# Work to complete
Copy the data from the line holding "point: marigold garland" through the end, inclusive, swapping "palanquin" for "sedan chair" and changing nothing else. Give back only those lines.

# Records for this task
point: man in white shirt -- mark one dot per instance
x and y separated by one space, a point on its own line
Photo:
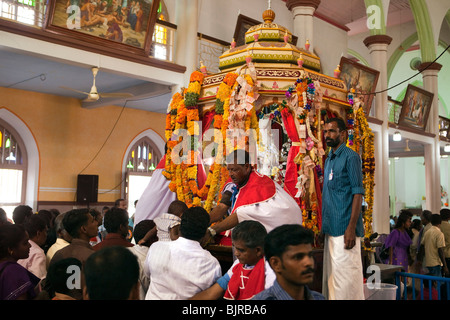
36 262
250 273
432 244
63 238
179 269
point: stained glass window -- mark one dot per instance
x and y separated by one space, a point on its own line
30 12
12 168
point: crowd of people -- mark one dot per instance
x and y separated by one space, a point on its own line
420 244
56 259
86 254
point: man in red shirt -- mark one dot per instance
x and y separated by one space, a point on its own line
116 224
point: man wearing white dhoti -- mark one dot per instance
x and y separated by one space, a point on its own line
157 196
341 217
254 197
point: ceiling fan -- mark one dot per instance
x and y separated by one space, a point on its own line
94 95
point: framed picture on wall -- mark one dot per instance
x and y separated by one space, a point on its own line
415 108
360 78
121 24
394 109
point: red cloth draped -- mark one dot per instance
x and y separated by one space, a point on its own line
290 178
207 119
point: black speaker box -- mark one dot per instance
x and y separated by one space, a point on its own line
87 188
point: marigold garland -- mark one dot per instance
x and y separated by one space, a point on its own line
183 114
304 93
368 164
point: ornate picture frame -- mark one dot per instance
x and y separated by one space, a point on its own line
394 110
360 78
416 108
124 25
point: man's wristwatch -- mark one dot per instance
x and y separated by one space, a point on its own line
212 231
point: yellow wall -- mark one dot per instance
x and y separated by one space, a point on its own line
69 136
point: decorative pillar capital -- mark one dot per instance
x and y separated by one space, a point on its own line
377 39
291 4
429 66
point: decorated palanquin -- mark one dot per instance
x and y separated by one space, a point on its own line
264 85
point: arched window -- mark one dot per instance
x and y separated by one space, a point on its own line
13 168
142 159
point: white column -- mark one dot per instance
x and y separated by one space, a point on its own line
303 11
186 42
377 46
432 152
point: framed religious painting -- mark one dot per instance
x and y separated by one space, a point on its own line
415 108
119 24
394 109
360 78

# Final result
point: marigold garland -- mark one dot per instance
x and y separated by one space, a point on its own line
183 114
304 93
368 164
point: ornate picture frame -- mark one dot per instance
x and y separated by one space, a point on its own line
394 110
360 78
416 108
124 25
point: man's wristwatch -- mark one dot per instance
x and y separated by one space, a point on its own line
212 231
point: yellow wall -- mark one dot per instance
x and y separated by one space, a point on its own line
69 136
point: decorative pillar capital -- mark one dot per instance
x and y separated by one space, a point on its own line
377 39
291 4
429 66
point: decorated sedan chair -- mark one dot per instance
x and y separated by one space, a point on its own line
264 85
point: arched window -- mark one dot per instance
x and y separated by one space, a point on its own line
13 168
142 159
point: white column -- mark one dot per instance
x and y separated by one space, a point on its own line
303 11
186 42
377 46
432 152
point: framed religious painting -- mark one dot per instance
x and y separated by one space, a point on its own line
415 108
119 24
394 109
360 78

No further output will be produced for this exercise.